GOAL: Extract all of the entries and give them again, word for word.
=== LISTED RECORDS ===
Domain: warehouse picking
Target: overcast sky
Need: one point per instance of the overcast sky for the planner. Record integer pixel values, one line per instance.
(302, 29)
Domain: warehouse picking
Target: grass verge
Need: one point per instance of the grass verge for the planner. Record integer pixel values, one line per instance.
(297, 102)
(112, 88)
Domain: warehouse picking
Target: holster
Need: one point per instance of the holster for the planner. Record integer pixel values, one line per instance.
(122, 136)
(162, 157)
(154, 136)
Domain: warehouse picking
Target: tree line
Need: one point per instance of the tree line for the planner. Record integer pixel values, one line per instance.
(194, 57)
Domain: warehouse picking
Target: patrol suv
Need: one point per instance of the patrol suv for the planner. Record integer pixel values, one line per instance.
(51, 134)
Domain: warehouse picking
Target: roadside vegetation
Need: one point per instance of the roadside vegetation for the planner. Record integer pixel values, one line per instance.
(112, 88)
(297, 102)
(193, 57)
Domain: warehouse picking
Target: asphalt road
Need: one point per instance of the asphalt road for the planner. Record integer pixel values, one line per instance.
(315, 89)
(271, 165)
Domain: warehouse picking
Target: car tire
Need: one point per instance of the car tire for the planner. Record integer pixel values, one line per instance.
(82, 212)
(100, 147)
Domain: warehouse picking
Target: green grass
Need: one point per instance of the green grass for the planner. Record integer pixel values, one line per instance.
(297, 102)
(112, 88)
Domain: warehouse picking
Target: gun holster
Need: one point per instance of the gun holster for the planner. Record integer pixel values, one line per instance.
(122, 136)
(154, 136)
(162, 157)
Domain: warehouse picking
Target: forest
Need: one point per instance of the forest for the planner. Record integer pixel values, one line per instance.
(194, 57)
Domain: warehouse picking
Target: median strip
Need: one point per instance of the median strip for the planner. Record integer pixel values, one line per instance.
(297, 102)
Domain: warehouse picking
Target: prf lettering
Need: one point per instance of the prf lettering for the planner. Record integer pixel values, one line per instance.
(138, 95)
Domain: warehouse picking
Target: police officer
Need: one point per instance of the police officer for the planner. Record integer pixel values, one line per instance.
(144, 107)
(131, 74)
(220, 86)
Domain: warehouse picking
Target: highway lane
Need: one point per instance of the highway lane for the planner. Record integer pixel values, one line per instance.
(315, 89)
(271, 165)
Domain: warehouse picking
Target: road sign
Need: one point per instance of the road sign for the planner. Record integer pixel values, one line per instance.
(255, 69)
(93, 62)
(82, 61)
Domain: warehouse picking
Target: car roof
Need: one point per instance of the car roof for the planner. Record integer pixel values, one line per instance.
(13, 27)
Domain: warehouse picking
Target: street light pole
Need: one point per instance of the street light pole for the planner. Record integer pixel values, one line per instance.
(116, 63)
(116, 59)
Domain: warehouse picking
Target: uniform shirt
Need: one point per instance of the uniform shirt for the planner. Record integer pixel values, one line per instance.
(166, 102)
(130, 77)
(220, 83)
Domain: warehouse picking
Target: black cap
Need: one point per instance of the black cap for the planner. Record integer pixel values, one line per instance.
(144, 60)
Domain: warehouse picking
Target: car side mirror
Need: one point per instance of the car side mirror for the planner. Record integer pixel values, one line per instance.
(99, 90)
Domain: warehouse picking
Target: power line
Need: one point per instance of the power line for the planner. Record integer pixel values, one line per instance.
===
CORRECT RESULT:
Domain: warehouse picking
Target: overcast sky
Need: one point per instance of the overcast sky for the planner. Record integer pixel values, one line per instance.
(302, 29)
Domain: warehouse picking
Target: grass verge
Need: one point per instance of the grass verge for the planner. Record integer pixel values, one line per instance.
(297, 102)
(112, 88)
Domain: warehouse picking
Target: holster
Need: one point per instance of the holster for the planner. Record integer pixel values, one line per instance.
(122, 136)
(162, 157)
(154, 136)
Domain: warehouse picking
Target: tree line
Need: one point per instance of the tree line for the planner. Record integer pixel values, one line per instance.
(194, 57)
Domain: warehouse picking
Target: patrol suv
Need: one point per instance of the patrol suv for the planner. Record integer pixel values, one line per instance.
(51, 134)
Domain: warehouse picking
Target: roadside vegetation
Need: one point per instance of the roadside vegetation for the planner. Record integer pixel values, one line per instance.
(112, 88)
(297, 102)
(193, 57)
Domain: warehouse picking
Target: asphalt road
Need: one point per instance of the asphalt road for the planner. Record integer pixel values, one line per instance.
(315, 89)
(271, 165)
Domain: warehouse picking
Target: car tire
Need: one point per instance of the car tire for the planner. Record integer pixel values, one line per instance.
(82, 212)
(100, 147)
Domain: warehouse picking
Target: green grass
Need: one point per instance of the green grass for the planner. Record integer pixel values, one line per instance.
(297, 102)
(112, 88)
Domain: warehouse picking
Target: gun holster
Need: one point per instance of the gun holster for the planner. Record integer pixel values, one line per instance.
(122, 136)
(154, 136)
(162, 157)
Domain: warehouse picking
Target: forest
Need: one point per instance of the forest for the planner. Record integer pixel values, one line per instance.
(194, 57)
Domain: warehouse picking
Target: median strip
Need: one point per instance of the median strip for the planner. Record integer pixel values, one line per instance.
(297, 102)
Domain: warehouse picking
Target: prf lettering
Need: one point per instance of the prf lettering for the planner. Record integer pixel values, one line per instance.
(138, 95)
Domain: warehouse picking
Target: police officer
Need: one point per instance of the police officer for the planner. Record integer pixel values, one line per instance.
(144, 107)
(131, 74)
(220, 86)
Domain: warehouse picking
Target: highway lane
Need: one point per instance of the highway lane for the planner. Record integer pixel values, one line per instance.
(315, 89)
(271, 165)
Domain: warehouse picking
Target: road sign
Need: one point per instance of the road sign for the planner. Record integer pixel values, one line per instance.
(255, 69)
(93, 62)
(82, 61)
Domain: warehouse picking
Target: car roof
Need: one point per instance of the car roof for the planner. Record integer pixel values, one line per instance.
(13, 27)
Domain: warehouse picking
Target: street light pole
Need: one point per instance of the street light pole for the planner. Record integer pixel values, one line per instance.
(116, 63)
(116, 59)
Domain: warehouse picking
Target: uniform shirt
Need: one point per instance of the uniform shirt for the planner. Record integer pixel values, one line per instance.
(166, 102)
(130, 77)
(220, 83)
Domain: warehouse picking
Target: black cap
Need: one point per instance of the black cap for the planner. Record integer pixel values, one line per instance.
(144, 60)
Domain: warehouse picking
Target: car side mirror
Need: one point per instance of the car side mirror for the planner. Record integer pixel values, one line per instance.
(99, 90)
Domain: warehouse picking
Target: power line
Need: one point per instance of the power line for the planner. Record integer pixel values, one line per instance.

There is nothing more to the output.